→ Task instructions: Copy out every item below with "Exercise" changed to "Task" wherever it occurs, keeping everything else the same. Leave the pictures out of your answer.

>> Start

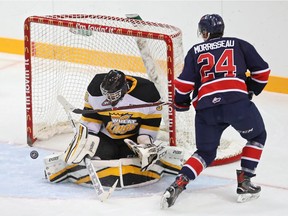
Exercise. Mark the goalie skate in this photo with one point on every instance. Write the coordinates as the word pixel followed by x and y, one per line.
pixel 246 190
pixel 172 192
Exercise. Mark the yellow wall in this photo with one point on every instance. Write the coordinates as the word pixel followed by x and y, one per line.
pixel 14 46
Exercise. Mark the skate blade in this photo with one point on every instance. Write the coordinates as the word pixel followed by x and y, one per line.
pixel 247 197
pixel 163 202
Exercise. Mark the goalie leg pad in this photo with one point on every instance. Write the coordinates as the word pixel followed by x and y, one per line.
pixel 55 168
pixel 83 144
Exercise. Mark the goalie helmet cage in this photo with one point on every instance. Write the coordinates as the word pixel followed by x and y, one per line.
pixel 64 52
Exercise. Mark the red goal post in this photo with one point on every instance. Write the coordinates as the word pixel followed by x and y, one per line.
pixel 64 52
pixel 32 47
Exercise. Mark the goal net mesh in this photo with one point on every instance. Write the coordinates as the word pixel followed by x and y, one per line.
pixel 64 52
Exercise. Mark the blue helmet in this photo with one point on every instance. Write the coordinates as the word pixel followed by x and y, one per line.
pixel 212 24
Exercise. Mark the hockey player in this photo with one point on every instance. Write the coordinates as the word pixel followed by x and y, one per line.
pixel 108 136
pixel 215 70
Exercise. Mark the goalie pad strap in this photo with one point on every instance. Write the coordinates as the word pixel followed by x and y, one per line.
pixel 83 144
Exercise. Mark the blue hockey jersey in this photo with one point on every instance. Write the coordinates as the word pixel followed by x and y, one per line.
pixel 215 71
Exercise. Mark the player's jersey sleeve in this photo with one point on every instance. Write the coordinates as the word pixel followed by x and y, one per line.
pixel 185 83
pixel 258 68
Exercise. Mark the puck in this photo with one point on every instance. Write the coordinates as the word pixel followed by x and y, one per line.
pixel 34 154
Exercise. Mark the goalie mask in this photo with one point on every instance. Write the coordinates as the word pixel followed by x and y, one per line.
pixel 211 26
pixel 114 86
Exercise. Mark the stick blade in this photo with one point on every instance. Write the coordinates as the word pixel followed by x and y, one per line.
pixel 103 197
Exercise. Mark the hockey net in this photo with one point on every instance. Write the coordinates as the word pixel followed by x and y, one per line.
pixel 64 52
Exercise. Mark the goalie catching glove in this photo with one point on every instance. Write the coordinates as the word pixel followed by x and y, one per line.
pixel 82 145
pixel 145 149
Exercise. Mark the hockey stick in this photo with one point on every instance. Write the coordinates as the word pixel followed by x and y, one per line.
pixel 101 193
pixel 71 108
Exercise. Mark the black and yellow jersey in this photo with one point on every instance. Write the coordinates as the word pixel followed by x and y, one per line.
pixel 122 124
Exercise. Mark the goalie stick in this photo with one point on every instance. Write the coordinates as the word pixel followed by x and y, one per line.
pixel 101 193
pixel 69 107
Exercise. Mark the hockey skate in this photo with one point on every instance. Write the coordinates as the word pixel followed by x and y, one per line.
pixel 246 190
pixel 172 192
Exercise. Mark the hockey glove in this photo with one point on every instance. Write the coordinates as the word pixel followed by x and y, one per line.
pixel 147 153
pixel 182 107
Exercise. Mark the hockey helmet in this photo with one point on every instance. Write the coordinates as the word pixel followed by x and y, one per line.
pixel 211 26
pixel 114 86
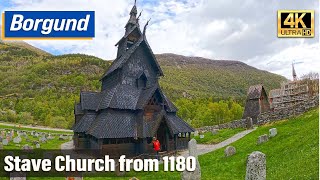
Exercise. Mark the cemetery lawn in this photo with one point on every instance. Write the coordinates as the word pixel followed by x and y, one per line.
pixel 50 144
pixel 34 129
pixel 292 154
pixel 222 135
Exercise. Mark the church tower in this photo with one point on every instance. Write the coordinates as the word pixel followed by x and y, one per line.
pixel 131 108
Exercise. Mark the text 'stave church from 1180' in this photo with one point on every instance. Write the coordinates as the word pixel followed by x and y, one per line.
pixel 131 107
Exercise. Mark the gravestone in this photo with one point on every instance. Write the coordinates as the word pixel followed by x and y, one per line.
pixel 133 178
pixel 117 170
pixel 256 166
pixel 273 132
pixel 50 137
pixel 8 138
pixel 47 155
pixel 18 176
pixel 196 174
pixel 43 139
pixel 5 142
pixel 249 123
pixel 229 151
pixel 74 178
pixel 262 139
pixel 17 140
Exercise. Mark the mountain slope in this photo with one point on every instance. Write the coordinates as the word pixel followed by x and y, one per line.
pixel 38 88
pixel 200 77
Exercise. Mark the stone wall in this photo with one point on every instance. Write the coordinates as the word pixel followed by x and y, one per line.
pixel 241 123
pixel 269 116
pixel 288 112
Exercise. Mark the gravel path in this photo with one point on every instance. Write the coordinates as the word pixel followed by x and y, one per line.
pixel 35 127
pixel 67 145
pixel 204 148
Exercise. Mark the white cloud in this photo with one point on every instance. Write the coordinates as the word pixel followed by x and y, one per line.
pixel 220 29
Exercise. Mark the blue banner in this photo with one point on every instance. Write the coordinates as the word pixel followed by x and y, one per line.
pixel 48 24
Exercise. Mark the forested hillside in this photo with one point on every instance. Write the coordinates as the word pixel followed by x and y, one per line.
pixel 38 88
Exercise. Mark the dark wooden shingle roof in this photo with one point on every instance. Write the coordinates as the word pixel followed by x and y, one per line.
pixel 114 124
pixel 85 122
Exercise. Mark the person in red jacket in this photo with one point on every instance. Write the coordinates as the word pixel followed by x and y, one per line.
pixel 156 146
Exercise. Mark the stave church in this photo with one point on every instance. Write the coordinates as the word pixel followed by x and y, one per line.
pixel 131 108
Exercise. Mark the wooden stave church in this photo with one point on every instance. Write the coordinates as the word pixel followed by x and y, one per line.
pixel 257 102
pixel 131 107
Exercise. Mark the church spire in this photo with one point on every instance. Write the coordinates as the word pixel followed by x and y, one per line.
pixel 133 16
pixel 294 74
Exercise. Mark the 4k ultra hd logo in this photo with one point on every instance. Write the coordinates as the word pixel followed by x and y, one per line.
pixel 296 23
pixel 22 25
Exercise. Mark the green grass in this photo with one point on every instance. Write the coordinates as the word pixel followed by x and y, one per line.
pixel 292 154
pixel 222 135
pixel 33 129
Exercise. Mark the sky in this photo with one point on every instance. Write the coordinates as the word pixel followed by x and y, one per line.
pixel 221 29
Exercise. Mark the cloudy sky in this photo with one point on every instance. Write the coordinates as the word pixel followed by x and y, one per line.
pixel 221 29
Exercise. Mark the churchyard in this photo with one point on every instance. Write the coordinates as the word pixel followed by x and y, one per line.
pixel 16 138
pixel 293 153
pixel 216 136
pixel 290 148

>> End

→ Full solution:
Task. Mark the goalie skate in this photo with one point on every instance. Write the coordinates as the word pixel followed by x and y, one per line.
pixel 246 190
pixel 172 192
Task. Mark the yellow wall in this photo with one point on every instance. Write the coordinates as the word pixel followed by x and y, one per line.
pixel 14 46
Task. Mark the skate blade in this photo with one point on every instance. Write the coordinates as the word pixel followed by x and y, one per line.
pixel 247 197
pixel 163 202
Task. Mark the goalie leg pad in this photo with one point on every instance. Write the coordinates as the word pixel followed by x and y, one per line.
pixel 55 168
pixel 83 144
Task. Mark the goalie helmet cage in this photo with one point on every instance. Write the coordinates as the word pixel followed by x and y, one per line.
pixel 64 52
Task. Mark the red goal post in this photo with one point on every instance. Write the coordinates as the word pixel followed by x and y, one per line.
pixel 64 52
pixel 32 47
Task. Mark the goal net mesh in this photo with one point on every instance. Write the coordinates as the word pixel followed by x and y, one per line.
pixel 64 52
Task. Mark the blue helmet in this photo with one point on every instance. Write the coordinates as the word pixel followed by x and y, one per line.
pixel 212 24
Task. Mark the hockey player in this photo with one point on every instance. Write the coordinates as the word pixel followed by x and y, one per line.
pixel 108 136
pixel 215 70
Task. Mark the goalie pad strap in this photo with one point on every instance. Write the coordinates as the word pixel followed by x and y, one per line.
pixel 83 144
Task. Mark the blue hockey jersey in this photo with one point on every instance. Write the coordinates as the word pixel followed by x and y, one per line.
pixel 215 71
Task. Mark the player's jersey sleeve in this photo with one point on every instance. Write the coordinates as the word pixel followed by x and y, one per line.
pixel 185 83
pixel 258 68
Task. Mark the puck in this photo with one point on every instance. Write the coordinates as the word pixel followed by x and y, one per line.
pixel 34 154
Task. Mark the goalie mask in this photo with one point on every instance. Write the coordinates as the word pixel followed by x and y, one per line.
pixel 211 26
pixel 114 86
Task. Mark the stick blade in this photo with one point on every instance. Write the coordinates as the word pixel followed by x and y, one per line.
pixel 103 197
Task. Mark the hockey net in this photo with one point on every instance. Write the coordinates as the word pixel followed by x and y, one per line.
pixel 64 52
Task. Mark the goalie catching glove in this photo with one point on every instance. Write the coordinates as the word pixel followed by x and y, one per line.
pixel 82 145
pixel 145 149
Task. Mark the hockey stick in this photo with one point on every instance. Write the coordinates as the word pixel followed by x and y, one per line.
pixel 101 193
pixel 71 108
Task. Mark the black and yellow jersey in this photo with one point on every instance. Write the coordinates as the word pixel followed by x and y, one per line.
pixel 122 124
Task. Mark the goalie stick in this photo with one point on every instance. Write the coordinates as the word pixel followed by x and y, one per line.
pixel 101 193
pixel 69 107
Task. Mark the hockey skate in this photo with one point on every instance. Write the coordinates as the word pixel followed by x and y, one per line.
pixel 246 190
pixel 172 192
Task. Mark the hockey glove in this photo with one point on every instance. Write the coordinates as the word pixel followed by x and y, one per line.
pixel 147 153
pixel 182 107
Task. Mark the hockey helmet in this photo with one point on every instance. Write the coordinates as the word pixel followed by x and y, one per line.
pixel 211 26
pixel 114 86
Task. Mark the cemetery lawn in this photo with one point on every instance. Write the coordinates as the word pixel followed by x and y, one per line.
pixel 50 144
pixel 34 129
pixel 292 154
pixel 222 135
Task. Mark the church tower in this photo with one point on every instance. Write the coordinates as the word pixel followed by x and y, one per line.
pixel 131 108
Task. Mark the text 'stave church from 1180' in this photo with one point on every instance. Write the coordinates as the word pixel followed by x and y, one per line.
pixel 131 107
Task. Mark the gravestone in this photo with one point on every instance. Write the coordinates as the word pixel followed by x and y, one per line.
pixel 133 178
pixel 117 170
pixel 256 166
pixel 273 132
pixel 50 137
pixel 8 138
pixel 47 155
pixel 18 176
pixel 196 174
pixel 43 139
pixel 5 142
pixel 249 123
pixel 229 151
pixel 74 178
pixel 262 139
pixel 17 140
Task. Mark the mountain slope in this photo with one point on every instance. Write the coordinates as the word pixel followed by x and y, one per line.
pixel 38 88
pixel 200 77
Task. Mark the stone wall in this photo with one point on every instance. Write the coordinates as the word pixel followed by x and y, one per line.
pixel 241 123
pixel 269 116
pixel 288 112
Task. Mark the gravel path in this photo with one point on every instance. Write the coordinates as the word pixel followed by x and y, one per line.
pixel 35 127
pixel 67 145
pixel 204 148
Task. Mark the white cloud in this photo with one point on every instance. Write the coordinates as the word pixel followed by x and y, one per line.
pixel 220 29
Task. Mark the blue banner in this photo with one point on every instance. Write the coordinates as the word pixel followed by x and y, one per line.
pixel 48 24
Task. Mark the forested hillside in this photo with one point on every instance. Write the coordinates as the word pixel followed by x and y, one per line.
pixel 38 88
Task. Mark the dark wooden shingle roof in this photo with one point on every instance. Write the coordinates as the word pixel followed by x and y, one per line.
pixel 114 124
pixel 85 122
Task. Mark the person in red jacket in this photo with one point on every instance. Write the coordinates as the word pixel followed by x and y, one per line.
pixel 156 146
Task. Mark the stave church in this photo with one point on every instance. Write the coordinates as the word pixel followed by x and y, one per line.
pixel 131 108
Task. Mark the wooden stave church in this photo with one point on every instance. Write the coordinates as the word pixel followed by x and y, one per line.
pixel 257 102
pixel 131 107
Task. Mark the church spire in this photo with one point on every instance. Write the coordinates as the word pixel followed by x and y, one per line.
pixel 133 16
pixel 294 74
Task. Mark the 4k ultra hd logo in this photo with one point on every instance. Write the coordinates as the word pixel followed by x and y, one per line.
pixel 296 23
pixel 22 25
Task. Mark the green grass in this photo with one point on every instance. Write the coordinates as the word pixel followed by x and y, one per line.
pixel 292 154
pixel 222 135
pixel 33 129
Task. Mark the sky in this photo with one point on every instance. Write the coordinates as the word pixel followed by x and y, one per line.
pixel 221 29
Task. Mark the cloudy sky in this photo with one point on every instance. Write the coordinates as the word pixel followed by x and y, one per line.
pixel 221 29
Task. Mark the churchyard in this photo with one point on every instance. Write the coordinates as the word pixel followed by x and y, one per line.
pixel 16 138
pixel 293 153
pixel 216 136
pixel 290 148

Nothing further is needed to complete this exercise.